- Short task A -
In the forum post on bipartite graphs, how many sign-ups does a presentation need to be given twice?
- Short task B -
Print the part of the forum post on bipartite graphs from "Given an undirected" to "minimum cut, etc.?".

Looking for algorithms: Minimum cut to produce bipartite graph - algorithm

Given an undirected weighted graph (or a single connected component of a larger disjoint graph) which typically will contain numerous odd and even cycles, I am searching for algorithms to remove the smallest possible number of edges necessary in order to produce one or more bipartite subgraphs. Are there any standard algorithms in the literature such as exist for minimum cut, etc.?
The problem I am trying to solve looks like this in the real world:
Presentations of about 1 hour each are given to students about different subjects in one or two time blocks. Students can sign up for at least one presentation of their choice, or two, or three (3rd choice is an alternative in case one of the others isn't going to be presented). They have to be all different choices. If there are less than three sign-ups for a given presentation, it will not be given. If there are 18 or more, it will be given twice in both blocks. I have to schedule the presentations such that the maximum number of sign-ups are satisfied.
Scheduling is trivial in the following cases:
Sign-ups for only one presentation can always be satisfied if the presentation is given (i.e. sign-ups >= 3);
Sign-ups for two given presentations are always satisfiable if at least one of them is given twice.
First, all sign-ups are aggregated to determine which ones are given once and which are given twice. If a student has signed up for a presentation with too few other sign-ups, the alternative presentation is chosen if it will also be given.
At the end of the day, I am left with an undirected weighted graph where the vertices are the presentations and the edges represent students who have signed up for that combination of presentations, each of which is only presented once. The weight corresponds to the number of sign-ups for the unique combination of presentations (thus avoiding parallel edges).
If the number of vertices, or presentations, is around 20 or less, I have come up with a brute force solution which finishes in acceptable time. However, each additional vertex will double the runtime of that solution. After 28 or so, it rapidly becomes unmanageable.
This year we had 37 presentations, thirty of which were only given once and thus ended up in the graph. What I am trying right now for larger graphs is the following:
Find all discrete components and solve each component individually;
For each component, remove leaf nodes and bridge edges recursively;
Generate a spanning tree (I am using Kruskal's algorithm which works very well), saving the removed edges;
Generate the fundamental cycle set by adding one removed edge back into the tree at a time and stripping off the rest of the tree;
Using the Gibbs-Welch algorithm, I generate the complete set of all elemental cycles starting with the fundamental set obtained in step 4;
Count the number of odd and even cycles to which each edge belongs;
Create a priority queue of edges (ordering discussed below) and remove each edge successively from its connected component until the resulting component is bipartite.
I cannot find an ordering of the priority queue for which I can prove that the result would be as acceptable as a solution obtained using the brute force method (it is probably NP-hard). However, I am trying something along these lines:
a. If the edge belongs only to odd cycles, remove it first;
b. If the edge belongs to more odd than even cycles, remove it before any other edges which belong to more even cycles than odd;
c. Edges with the smallest weight should be removed first.
If an edge belongs to both an odd and an even cycle, removing it would leave a larger odd cycle behind. That is why I am ordering them like that. Obviously, the larger the number of odd cycles to which an edge belongs, the higher the priority, but only if less even cycles are affected.

- Given records -
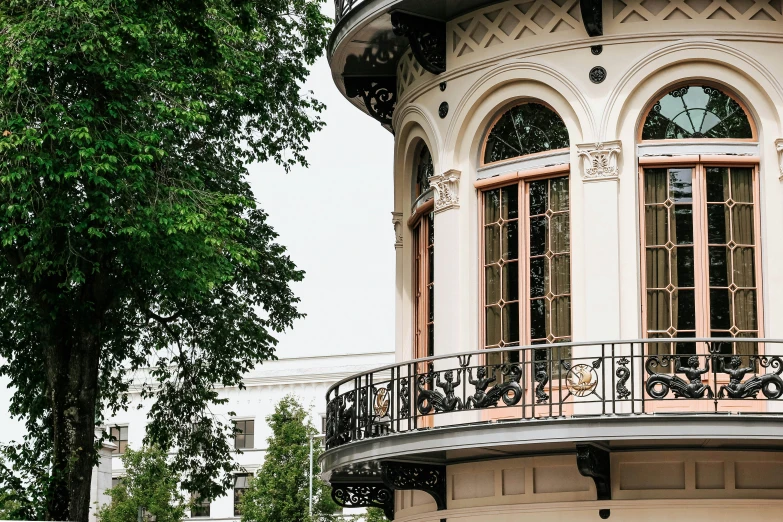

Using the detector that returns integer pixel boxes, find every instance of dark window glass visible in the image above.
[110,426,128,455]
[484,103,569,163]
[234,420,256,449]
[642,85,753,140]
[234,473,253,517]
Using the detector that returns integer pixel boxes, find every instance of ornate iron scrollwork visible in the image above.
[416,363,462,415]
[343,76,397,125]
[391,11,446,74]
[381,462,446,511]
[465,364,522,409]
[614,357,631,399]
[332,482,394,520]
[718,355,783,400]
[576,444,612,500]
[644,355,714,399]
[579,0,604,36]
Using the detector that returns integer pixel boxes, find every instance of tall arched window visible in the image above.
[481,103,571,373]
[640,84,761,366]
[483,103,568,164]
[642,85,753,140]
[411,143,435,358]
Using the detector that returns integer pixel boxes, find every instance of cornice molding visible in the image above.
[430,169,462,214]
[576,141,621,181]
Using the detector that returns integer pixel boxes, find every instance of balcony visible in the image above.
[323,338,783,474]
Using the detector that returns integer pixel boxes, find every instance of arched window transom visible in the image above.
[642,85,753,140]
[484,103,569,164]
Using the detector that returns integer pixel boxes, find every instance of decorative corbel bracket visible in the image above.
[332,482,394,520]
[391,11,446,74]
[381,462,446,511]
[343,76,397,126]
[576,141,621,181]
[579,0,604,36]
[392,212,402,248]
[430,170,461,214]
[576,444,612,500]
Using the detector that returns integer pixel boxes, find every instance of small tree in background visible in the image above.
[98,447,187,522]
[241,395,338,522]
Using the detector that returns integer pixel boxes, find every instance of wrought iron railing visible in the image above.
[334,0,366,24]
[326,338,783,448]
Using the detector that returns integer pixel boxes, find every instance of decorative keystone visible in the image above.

...

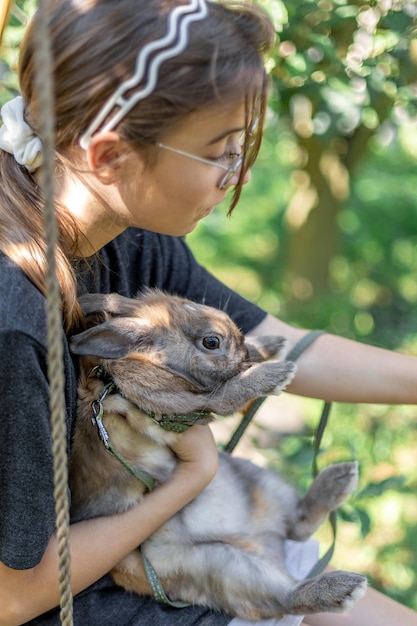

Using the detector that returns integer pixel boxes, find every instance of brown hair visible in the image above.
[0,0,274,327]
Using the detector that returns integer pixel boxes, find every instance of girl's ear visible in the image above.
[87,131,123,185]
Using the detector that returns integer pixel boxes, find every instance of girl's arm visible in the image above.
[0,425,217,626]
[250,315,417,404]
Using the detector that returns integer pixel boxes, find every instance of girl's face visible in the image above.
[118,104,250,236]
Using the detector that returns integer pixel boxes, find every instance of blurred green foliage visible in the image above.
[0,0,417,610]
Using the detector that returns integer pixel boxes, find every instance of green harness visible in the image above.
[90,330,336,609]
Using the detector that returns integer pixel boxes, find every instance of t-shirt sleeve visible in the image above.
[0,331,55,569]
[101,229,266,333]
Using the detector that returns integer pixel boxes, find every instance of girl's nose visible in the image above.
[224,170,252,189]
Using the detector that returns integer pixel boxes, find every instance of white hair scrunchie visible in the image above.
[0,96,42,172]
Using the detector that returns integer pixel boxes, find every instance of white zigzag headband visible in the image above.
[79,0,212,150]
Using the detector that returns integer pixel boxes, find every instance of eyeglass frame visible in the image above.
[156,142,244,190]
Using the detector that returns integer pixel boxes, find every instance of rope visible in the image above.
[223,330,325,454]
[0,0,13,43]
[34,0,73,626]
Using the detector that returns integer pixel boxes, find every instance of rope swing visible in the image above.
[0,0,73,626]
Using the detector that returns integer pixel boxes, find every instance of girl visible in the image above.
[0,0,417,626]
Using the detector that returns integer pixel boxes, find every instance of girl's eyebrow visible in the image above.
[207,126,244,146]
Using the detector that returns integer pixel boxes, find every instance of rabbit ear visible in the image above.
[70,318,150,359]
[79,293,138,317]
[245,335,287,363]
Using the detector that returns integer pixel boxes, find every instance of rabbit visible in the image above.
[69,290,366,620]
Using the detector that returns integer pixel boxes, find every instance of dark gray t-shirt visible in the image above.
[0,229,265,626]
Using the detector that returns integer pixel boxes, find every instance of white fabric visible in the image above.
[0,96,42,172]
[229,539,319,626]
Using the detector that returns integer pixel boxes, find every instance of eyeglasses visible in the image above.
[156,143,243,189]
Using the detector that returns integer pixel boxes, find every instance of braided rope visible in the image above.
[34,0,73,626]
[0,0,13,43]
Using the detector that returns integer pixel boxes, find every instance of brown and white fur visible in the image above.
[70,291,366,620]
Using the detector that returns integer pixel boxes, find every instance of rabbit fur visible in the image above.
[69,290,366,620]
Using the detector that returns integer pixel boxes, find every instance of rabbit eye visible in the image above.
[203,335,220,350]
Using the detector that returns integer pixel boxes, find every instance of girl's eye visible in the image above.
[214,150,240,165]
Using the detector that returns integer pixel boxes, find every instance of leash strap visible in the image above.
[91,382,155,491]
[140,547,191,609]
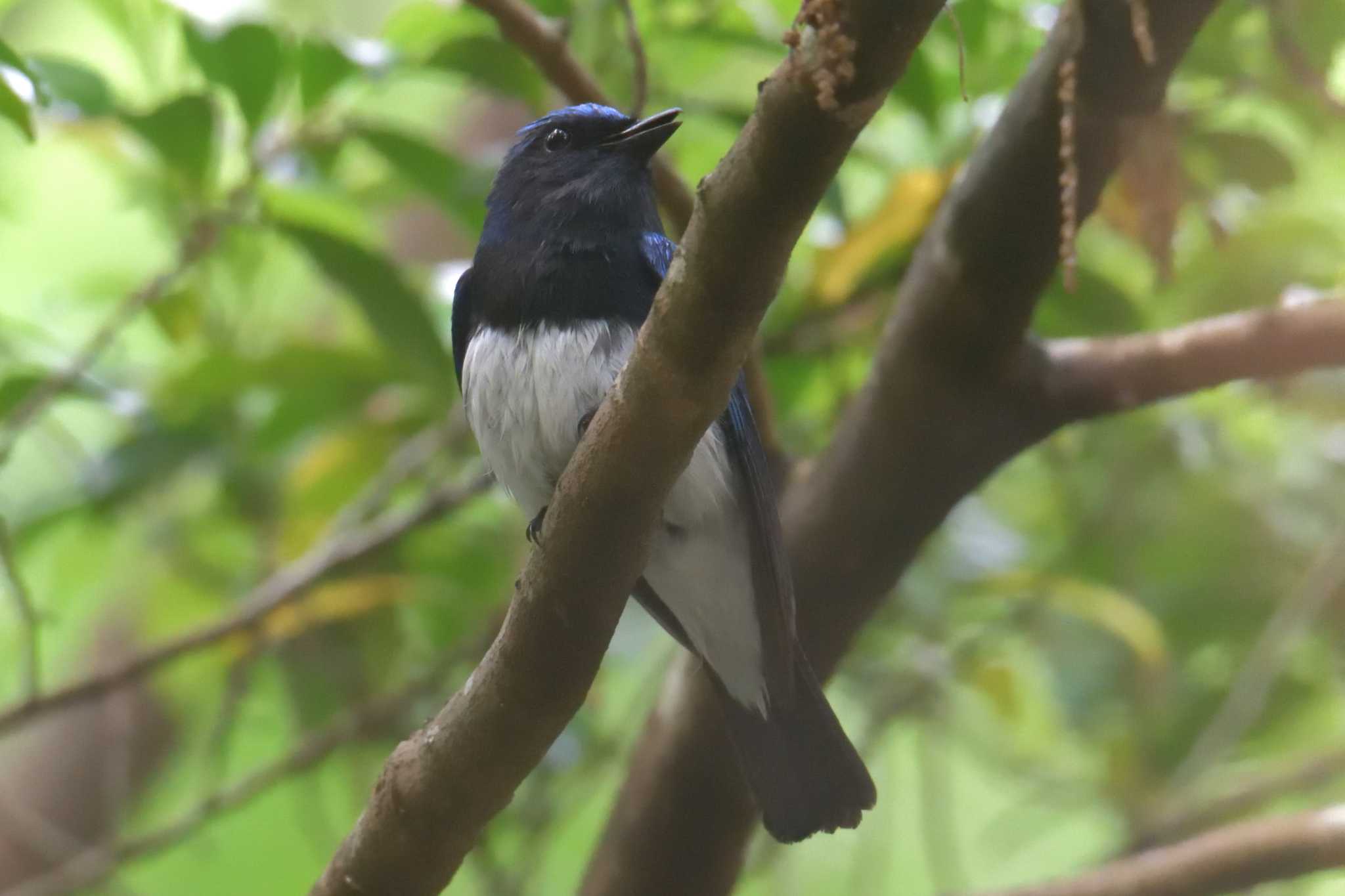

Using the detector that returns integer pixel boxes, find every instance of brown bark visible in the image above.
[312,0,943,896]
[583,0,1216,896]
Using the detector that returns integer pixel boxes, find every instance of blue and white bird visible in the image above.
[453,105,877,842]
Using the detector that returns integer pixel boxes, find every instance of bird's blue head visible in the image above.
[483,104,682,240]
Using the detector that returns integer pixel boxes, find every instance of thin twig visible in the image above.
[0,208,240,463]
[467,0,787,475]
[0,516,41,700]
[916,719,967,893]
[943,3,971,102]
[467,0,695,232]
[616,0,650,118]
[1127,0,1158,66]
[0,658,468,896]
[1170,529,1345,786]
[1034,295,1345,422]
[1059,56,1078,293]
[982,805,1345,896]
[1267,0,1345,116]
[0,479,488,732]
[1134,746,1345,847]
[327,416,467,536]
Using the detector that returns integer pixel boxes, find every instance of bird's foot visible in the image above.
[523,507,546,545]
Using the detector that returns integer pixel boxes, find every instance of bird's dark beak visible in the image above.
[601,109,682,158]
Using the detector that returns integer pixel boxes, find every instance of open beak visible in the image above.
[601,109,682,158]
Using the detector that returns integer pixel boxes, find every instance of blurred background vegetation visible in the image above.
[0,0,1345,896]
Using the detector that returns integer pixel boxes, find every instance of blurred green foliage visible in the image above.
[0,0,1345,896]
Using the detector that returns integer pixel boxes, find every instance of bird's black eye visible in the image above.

---

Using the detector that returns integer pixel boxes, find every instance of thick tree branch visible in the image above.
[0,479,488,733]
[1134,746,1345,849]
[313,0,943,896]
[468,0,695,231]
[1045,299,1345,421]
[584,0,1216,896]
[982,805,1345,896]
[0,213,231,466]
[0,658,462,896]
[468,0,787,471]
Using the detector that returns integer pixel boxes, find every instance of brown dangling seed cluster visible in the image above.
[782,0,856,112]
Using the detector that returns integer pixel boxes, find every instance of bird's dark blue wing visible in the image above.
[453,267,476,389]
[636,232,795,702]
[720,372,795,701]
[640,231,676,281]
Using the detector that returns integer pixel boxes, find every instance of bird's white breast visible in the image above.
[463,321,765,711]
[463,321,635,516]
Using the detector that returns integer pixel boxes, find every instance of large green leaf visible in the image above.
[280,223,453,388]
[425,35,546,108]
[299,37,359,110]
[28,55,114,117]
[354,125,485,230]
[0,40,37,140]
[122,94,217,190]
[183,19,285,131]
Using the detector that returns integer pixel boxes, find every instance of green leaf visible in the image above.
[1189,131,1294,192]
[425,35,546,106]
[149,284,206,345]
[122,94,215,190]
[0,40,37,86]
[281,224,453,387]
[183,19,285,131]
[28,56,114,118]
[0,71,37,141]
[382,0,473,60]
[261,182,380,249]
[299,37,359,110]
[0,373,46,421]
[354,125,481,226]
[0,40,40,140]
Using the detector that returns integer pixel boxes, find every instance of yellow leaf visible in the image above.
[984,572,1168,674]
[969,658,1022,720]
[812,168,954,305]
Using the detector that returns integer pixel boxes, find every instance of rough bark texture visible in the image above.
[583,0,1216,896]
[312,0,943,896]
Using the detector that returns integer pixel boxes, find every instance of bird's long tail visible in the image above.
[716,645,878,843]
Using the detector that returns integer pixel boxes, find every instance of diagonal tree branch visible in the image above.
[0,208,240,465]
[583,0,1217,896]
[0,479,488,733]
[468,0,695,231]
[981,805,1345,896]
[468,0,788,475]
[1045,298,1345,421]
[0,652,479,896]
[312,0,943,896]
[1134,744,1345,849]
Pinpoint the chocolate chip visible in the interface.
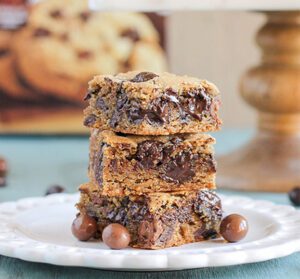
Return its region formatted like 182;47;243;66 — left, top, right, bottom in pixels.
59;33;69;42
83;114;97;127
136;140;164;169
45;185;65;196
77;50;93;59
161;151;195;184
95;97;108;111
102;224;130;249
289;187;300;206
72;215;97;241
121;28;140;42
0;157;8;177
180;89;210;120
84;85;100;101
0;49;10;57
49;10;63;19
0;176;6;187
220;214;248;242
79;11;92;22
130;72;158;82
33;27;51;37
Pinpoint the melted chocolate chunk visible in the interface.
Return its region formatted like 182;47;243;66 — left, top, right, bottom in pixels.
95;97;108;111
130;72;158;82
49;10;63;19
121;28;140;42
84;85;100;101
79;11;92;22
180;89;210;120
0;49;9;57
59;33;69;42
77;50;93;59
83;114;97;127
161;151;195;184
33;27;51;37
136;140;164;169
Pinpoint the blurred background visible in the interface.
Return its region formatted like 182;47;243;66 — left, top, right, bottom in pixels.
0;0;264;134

- Complete response A -
18 or more.

- Complete response B -
Given an undirected weighted graph (or a single connected component of a larger disjoint graph) which typically will contain numerous odd and even cycles, I am searching for algorithms to remove the smallest possible number of edges necessary in order to produce one or more bipartite subgraphs. Are there any standard algorithms in the literature such as exist for minimum cut, etc.?